[Start of section]

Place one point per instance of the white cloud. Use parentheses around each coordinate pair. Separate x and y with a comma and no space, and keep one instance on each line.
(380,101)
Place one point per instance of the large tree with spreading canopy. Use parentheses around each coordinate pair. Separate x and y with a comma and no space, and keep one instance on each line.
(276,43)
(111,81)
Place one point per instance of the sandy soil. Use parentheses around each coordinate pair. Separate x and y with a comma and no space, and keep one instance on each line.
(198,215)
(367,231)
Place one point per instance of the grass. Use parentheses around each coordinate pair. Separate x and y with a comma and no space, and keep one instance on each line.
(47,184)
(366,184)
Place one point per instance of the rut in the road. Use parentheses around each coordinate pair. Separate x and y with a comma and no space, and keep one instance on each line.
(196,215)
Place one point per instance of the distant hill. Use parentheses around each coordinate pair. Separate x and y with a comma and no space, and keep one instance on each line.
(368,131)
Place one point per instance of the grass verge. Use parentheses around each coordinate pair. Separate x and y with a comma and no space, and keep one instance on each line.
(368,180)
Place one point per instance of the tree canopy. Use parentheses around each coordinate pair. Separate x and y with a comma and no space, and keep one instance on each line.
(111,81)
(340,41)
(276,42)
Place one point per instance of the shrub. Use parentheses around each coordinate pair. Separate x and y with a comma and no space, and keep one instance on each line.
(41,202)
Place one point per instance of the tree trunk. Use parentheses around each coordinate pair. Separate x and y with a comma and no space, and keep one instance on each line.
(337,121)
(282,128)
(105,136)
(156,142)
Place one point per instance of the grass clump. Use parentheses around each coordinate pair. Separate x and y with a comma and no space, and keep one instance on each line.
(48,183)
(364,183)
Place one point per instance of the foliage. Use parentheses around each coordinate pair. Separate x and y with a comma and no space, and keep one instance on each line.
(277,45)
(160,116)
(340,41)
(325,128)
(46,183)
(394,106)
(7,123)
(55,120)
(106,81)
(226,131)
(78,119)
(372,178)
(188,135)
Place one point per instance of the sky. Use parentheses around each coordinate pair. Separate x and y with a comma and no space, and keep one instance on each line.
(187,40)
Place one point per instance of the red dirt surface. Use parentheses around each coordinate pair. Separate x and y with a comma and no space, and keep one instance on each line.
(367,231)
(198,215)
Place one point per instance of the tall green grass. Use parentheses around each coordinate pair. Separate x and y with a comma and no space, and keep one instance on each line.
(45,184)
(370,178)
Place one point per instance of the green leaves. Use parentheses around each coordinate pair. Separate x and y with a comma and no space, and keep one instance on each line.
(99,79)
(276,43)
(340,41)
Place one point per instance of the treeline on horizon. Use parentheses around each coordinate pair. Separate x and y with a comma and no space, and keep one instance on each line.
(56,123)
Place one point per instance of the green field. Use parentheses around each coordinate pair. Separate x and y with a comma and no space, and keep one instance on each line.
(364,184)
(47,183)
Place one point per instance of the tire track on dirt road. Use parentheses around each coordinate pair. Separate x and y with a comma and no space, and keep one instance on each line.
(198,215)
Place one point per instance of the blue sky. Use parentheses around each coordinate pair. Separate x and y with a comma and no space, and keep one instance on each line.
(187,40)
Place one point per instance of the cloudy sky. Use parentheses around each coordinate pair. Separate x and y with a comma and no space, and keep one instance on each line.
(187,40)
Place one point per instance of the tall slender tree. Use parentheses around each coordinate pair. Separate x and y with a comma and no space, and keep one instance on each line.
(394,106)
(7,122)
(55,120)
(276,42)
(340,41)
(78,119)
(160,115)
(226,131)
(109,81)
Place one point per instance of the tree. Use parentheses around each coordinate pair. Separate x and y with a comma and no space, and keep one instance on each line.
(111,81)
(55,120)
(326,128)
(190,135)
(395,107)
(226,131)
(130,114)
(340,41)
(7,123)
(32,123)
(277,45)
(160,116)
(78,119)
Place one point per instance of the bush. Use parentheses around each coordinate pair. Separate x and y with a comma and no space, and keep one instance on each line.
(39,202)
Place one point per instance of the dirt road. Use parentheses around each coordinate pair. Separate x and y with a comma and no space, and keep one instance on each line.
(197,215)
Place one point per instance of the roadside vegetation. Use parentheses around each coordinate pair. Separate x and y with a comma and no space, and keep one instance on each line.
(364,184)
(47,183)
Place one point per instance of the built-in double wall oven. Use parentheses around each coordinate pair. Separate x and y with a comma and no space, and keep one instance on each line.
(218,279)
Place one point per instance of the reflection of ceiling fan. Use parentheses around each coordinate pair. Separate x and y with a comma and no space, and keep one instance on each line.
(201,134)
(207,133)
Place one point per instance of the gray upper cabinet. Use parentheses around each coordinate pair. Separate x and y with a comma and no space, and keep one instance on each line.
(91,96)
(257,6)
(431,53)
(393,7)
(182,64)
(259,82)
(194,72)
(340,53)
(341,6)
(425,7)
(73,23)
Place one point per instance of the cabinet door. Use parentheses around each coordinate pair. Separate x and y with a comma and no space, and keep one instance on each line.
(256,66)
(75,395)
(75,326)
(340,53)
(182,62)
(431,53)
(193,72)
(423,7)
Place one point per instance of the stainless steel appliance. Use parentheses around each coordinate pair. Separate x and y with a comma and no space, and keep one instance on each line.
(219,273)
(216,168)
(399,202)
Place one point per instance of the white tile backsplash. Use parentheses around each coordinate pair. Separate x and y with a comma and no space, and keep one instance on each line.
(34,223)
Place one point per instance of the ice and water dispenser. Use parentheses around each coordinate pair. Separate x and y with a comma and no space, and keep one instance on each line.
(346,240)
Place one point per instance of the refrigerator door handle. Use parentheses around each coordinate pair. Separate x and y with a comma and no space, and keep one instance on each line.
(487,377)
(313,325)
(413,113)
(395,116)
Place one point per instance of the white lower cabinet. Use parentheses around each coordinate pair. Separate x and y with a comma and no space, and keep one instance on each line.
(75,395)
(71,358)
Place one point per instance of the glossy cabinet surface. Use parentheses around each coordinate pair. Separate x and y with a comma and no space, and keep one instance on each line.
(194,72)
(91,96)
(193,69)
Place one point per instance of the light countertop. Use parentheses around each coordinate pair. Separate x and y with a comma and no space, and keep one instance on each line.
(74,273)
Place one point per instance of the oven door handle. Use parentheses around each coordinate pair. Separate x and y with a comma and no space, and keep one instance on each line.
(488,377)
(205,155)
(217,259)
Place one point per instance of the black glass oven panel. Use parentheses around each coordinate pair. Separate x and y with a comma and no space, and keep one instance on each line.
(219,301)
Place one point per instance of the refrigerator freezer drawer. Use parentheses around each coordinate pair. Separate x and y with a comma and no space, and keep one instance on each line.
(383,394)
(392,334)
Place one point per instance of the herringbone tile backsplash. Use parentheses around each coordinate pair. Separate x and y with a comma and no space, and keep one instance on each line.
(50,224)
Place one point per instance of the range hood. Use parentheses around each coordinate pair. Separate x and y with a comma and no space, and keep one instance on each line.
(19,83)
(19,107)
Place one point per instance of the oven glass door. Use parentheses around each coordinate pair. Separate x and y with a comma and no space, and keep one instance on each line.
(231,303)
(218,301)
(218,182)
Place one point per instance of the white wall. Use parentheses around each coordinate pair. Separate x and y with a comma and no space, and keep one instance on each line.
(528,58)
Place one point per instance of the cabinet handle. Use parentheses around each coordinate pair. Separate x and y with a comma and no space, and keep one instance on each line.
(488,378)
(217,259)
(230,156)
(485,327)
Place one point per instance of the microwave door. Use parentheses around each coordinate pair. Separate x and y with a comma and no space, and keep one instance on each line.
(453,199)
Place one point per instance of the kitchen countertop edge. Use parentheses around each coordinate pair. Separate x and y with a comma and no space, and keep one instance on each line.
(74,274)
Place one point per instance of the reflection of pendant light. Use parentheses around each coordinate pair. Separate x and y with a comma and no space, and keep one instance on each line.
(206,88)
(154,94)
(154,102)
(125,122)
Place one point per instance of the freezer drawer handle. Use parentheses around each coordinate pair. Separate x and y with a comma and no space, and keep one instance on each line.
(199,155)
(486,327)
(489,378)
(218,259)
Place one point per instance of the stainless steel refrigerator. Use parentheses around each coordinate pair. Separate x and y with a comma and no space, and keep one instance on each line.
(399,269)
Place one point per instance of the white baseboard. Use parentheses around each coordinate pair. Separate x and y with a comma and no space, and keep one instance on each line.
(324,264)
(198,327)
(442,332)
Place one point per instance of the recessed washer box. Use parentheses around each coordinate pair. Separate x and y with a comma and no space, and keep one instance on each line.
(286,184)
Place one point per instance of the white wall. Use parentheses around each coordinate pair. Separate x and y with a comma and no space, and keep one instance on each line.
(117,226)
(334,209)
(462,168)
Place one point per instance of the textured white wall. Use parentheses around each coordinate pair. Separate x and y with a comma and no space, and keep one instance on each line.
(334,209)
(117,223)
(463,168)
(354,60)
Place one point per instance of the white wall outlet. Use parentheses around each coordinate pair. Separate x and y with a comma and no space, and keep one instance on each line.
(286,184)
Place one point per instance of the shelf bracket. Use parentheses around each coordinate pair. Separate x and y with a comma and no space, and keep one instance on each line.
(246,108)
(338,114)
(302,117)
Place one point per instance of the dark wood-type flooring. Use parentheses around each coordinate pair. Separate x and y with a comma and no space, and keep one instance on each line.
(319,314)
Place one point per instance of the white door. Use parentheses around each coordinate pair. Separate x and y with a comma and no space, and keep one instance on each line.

[End of section]

▶ THE PROBLEM:
Please transcribe the lines from the one containing "Place one point per instance of the recessed" through the last line of the records. Include both ends and nothing else.

▶ RESULT BELOW:
Place one point per instance of the recessed washer box. Use parentheses around each coordinate pair. Separate x and y with a comma and no space, and keep one instance on each line.
(286,184)
Place one point per instance of the white wall. Use parentheses around each coordinate pair. Separate x and y with a comma and no space, and keep one instance on each line.
(117,226)
(334,209)
(462,168)
Place one point per instance of the textured white wall. Use parentheses around each coordinate pair. Separate x and y with a comma and no space, and keep one instance on each line.
(334,209)
(117,223)
(463,168)
(354,60)
Place one point per instance of the white wall outlet. Use parentheses around each coordinate pair. Separate x and y with a comma and no space, and keep one instance on each line.
(286,184)
Place one point per instance of the shelf bracket. Use parentheses around each coordinate pair. Separate x and y with a comma and no space, and keep one instance on each line.
(246,108)
(338,114)
(302,117)
Place one point per instance of the dark wood-type flooring. Use parentheses around each coordinate pair. Separate x and y with a comma and no space, and keep one instance on each line.
(319,314)
Place one point per instance of the white door. Use parentheses around each coordinate pair. Separate x and y with a comma and no space, and keep one instance on each line.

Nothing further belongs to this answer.